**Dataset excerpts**
________________________

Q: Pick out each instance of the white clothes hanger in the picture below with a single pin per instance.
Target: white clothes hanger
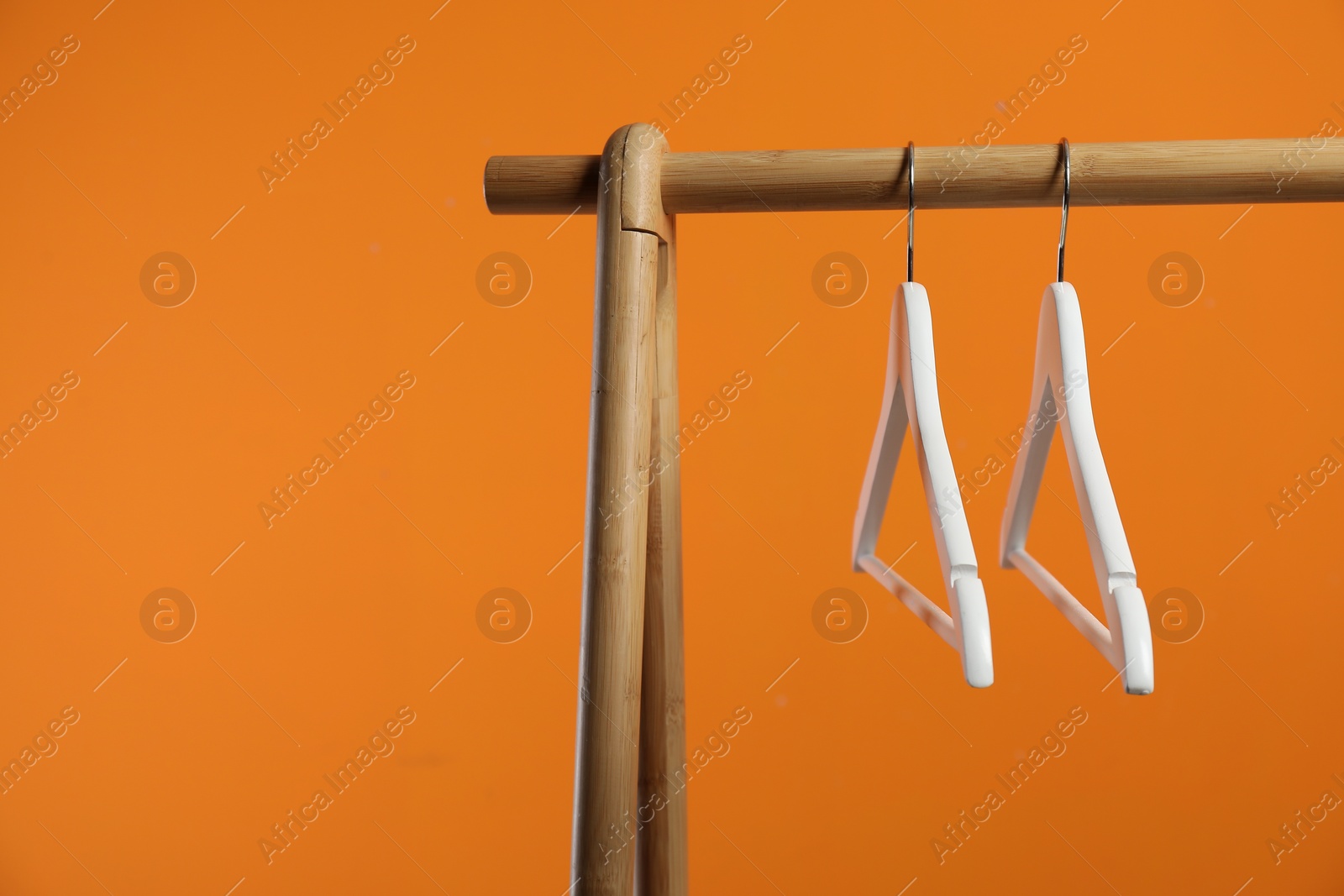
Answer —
(911, 399)
(1059, 396)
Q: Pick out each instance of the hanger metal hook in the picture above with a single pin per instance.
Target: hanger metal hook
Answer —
(1063, 219)
(911, 215)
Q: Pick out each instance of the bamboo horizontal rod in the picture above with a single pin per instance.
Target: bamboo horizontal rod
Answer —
(1133, 174)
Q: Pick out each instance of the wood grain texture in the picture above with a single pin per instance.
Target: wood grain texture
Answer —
(612, 636)
(662, 867)
(1129, 174)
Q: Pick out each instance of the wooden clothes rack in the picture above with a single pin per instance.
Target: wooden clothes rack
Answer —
(629, 801)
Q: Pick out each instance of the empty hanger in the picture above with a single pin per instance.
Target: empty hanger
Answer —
(911, 398)
(1059, 394)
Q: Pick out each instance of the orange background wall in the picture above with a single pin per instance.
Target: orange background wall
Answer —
(316, 293)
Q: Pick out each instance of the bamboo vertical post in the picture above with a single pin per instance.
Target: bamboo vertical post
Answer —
(631, 226)
(662, 815)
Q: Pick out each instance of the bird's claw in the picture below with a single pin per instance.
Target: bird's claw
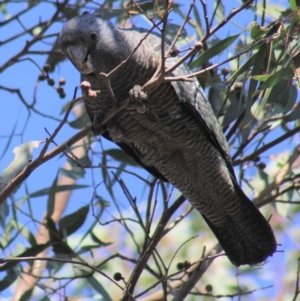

________________________

**What you should do**
Pull every line containing "orange" out of the data above.

**Completed task**
Q: Pick out each instance of the orange background wall in the picture above with a single pin per instance.
Target: orange background wall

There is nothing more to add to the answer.